| Recorded data |
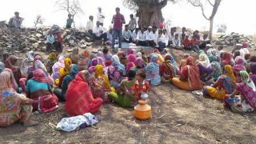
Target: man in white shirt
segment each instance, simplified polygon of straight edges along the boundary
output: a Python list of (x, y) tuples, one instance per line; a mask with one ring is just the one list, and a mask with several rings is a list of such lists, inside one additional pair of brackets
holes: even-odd
[(158, 37), (157, 38), (157, 44), (158, 45), (158, 50), (161, 52), (163, 49), (166, 47), (165, 45), (165, 36), (163, 34), (163, 31), (162, 30), (158, 30)]
[(105, 15), (101, 12), (101, 7), (98, 7), (98, 13), (97, 13), (97, 21), (99, 21), (99, 25), (103, 26), (103, 23), (104, 22), (104, 19), (105, 18)]
[(151, 31), (147, 37), (147, 41), (149, 43), (149, 45), (154, 47), (157, 45), (157, 38), (158, 37), (158, 34), (156, 31), (157, 27), (153, 26), (152, 27), (152, 31)]
[(93, 28), (93, 39), (95, 41), (101, 40), (103, 38), (104, 42), (106, 42), (107, 41), (107, 33), (103, 33), (103, 27), (99, 24), (99, 21), (97, 21), (96, 26)]
[(133, 33), (133, 31), (137, 26), (137, 21), (136, 21), (136, 19), (133, 17), (133, 14), (130, 14), (130, 18), (131, 18), (131, 19), (130, 19), (129, 23), (128, 23), (128, 29), (129, 29), (131, 33)]
[(142, 27), (141, 31), (138, 32), (137, 46), (147, 46), (146, 41), (147, 37), (146, 33), (144, 33), (144, 29)]
[(90, 34), (91, 34), (91, 35), (92, 35), (93, 29), (93, 16), (90, 15), (89, 19), (90, 20), (88, 22), (87, 22), (85, 30), (86, 30), (87, 32), (89, 33)]
[(133, 34), (131, 34), (131, 31), (128, 29), (128, 25), (125, 26), (125, 30), (123, 30), (123, 35), (122, 35), (122, 41), (131, 43), (133, 41)]
[(137, 41), (137, 34), (139, 32), (139, 28), (135, 28), (135, 31), (133, 33), (133, 42), (136, 43)]

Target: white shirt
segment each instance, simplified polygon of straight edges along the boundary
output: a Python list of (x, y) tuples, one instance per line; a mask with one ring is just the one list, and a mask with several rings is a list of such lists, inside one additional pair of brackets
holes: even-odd
[(99, 25), (99, 27), (96, 26), (93, 28), (93, 34), (95, 34), (96, 36), (99, 37), (101, 36), (101, 31), (104, 31), (102, 26)]
[(86, 27), (85, 27), (85, 30), (88, 31), (90, 30), (93, 30), (93, 22), (91, 21), (89, 21), (87, 22)]
[(173, 44), (175, 46), (181, 46), (181, 39), (179, 39), (179, 38), (178, 38), (178, 39), (175, 39), (175, 38), (174, 38), (173, 39)]
[(103, 23), (104, 18), (102, 18), (102, 16), (101, 15), (103, 15), (105, 18), (106, 17), (105, 15), (102, 13), (101, 13), (99, 11), (98, 11), (97, 21), (99, 21), (100, 23)]
[(146, 33), (143, 33), (143, 34), (141, 32), (141, 31), (138, 32), (137, 34), (137, 40), (139, 41), (146, 41), (147, 39), (147, 37), (146, 35)]
[(155, 42), (157, 42), (158, 37), (158, 34), (157, 33), (157, 31), (155, 31), (155, 33), (153, 33), (153, 31), (151, 31), (147, 35), (147, 40), (154, 41)]

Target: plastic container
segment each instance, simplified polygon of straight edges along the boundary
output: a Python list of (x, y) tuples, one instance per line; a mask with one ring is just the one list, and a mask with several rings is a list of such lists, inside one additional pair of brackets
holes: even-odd
[(151, 106), (146, 100), (139, 100), (139, 105), (134, 107), (134, 117), (141, 120), (146, 120), (151, 117)]

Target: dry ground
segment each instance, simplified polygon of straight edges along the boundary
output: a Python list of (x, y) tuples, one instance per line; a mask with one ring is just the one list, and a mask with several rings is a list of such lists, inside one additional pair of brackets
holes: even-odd
[[(183, 53), (197, 58), (195, 53), (190, 51), (170, 52), (178, 62)], [(0, 143), (256, 143), (255, 112), (234, 114), (219, 101), (179, 90), (170, 83), (152, 87), (149, 95), (152, 117), (147, 121), (136, 119), (133, 109), (109, 103), (103, 105), (95, 114), (99, 120), (96, 126), (98, 129), (87, 127), (72, 133), (59, 131), (55, 126), (65, 117), (62, 102), (58, 110), (50, 114), (33, 113), (33, 119), (40, 122), (37, 126), (24, 127), (15, 123), (0, 127)]]

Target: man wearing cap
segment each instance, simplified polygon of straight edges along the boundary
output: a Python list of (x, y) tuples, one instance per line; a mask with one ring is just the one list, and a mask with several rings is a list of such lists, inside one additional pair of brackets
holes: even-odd
[(133, 17), (133, 14), (130, 15), (130, 19), (129, 23), (128, 23), (128, 29), (129, 29), (131, 33), (133, 33), (135, 28), (136, 28), (136, 26), (137, 26), (137, 22), (136, 19)]
[(106, 16), (101, 12), (101, 7), (98, 7), (97, 21), (99, 21), (99, 25), (103, 26), (104, 18), (105, 18)]
[(19, 17), (19, 13), (18, 11), (14, 13), (15, 17), (11, 18), (9, 20), (9, 25), (10, 27), (14, 28), (21, 28), (24, 18)]

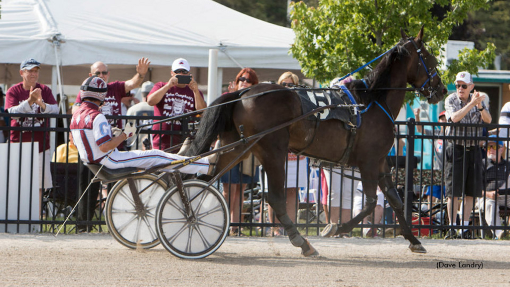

| Exercise aim |
Repeat the lines of the material from its start through the line containing "27), (152, 31)]", including that line, and leave out the pictures.

| Output for this task |
Target: man in white shirt
segment each instance, simplified polygon of straight edges along the boundary
output: a Python list of (x, y) tuples, one instance per line; a mask with one ring is just the one list, and a mask with several rings is a list of such lists, inside one additional pair of brackets
holes: even-odd
[(158, 37), (157, 38), (157, 44), (158, 45), (158, 50), (161, 52), (163, 49), (166, 47), (165, 45), (165, 36), (163, 34), (163, 31), (162, 30), (158, 30)]
[(105, 15), (101, 12), (101, 7), (98, 7), (98, 13), (97, 13), (97, 21), (99, 21), (99, 25), (103, 26), (103, 23), (104, 22), (104, 19), (105, 18)]
[(151, 31), (147, 37), (147, 41), (149, 43), (149, 45), (154, 47), (157, 45), (157, 38), (158, 37), (158, 34), (156, 31), (157, 27), (153, 26), (152, 27), (152, 31)]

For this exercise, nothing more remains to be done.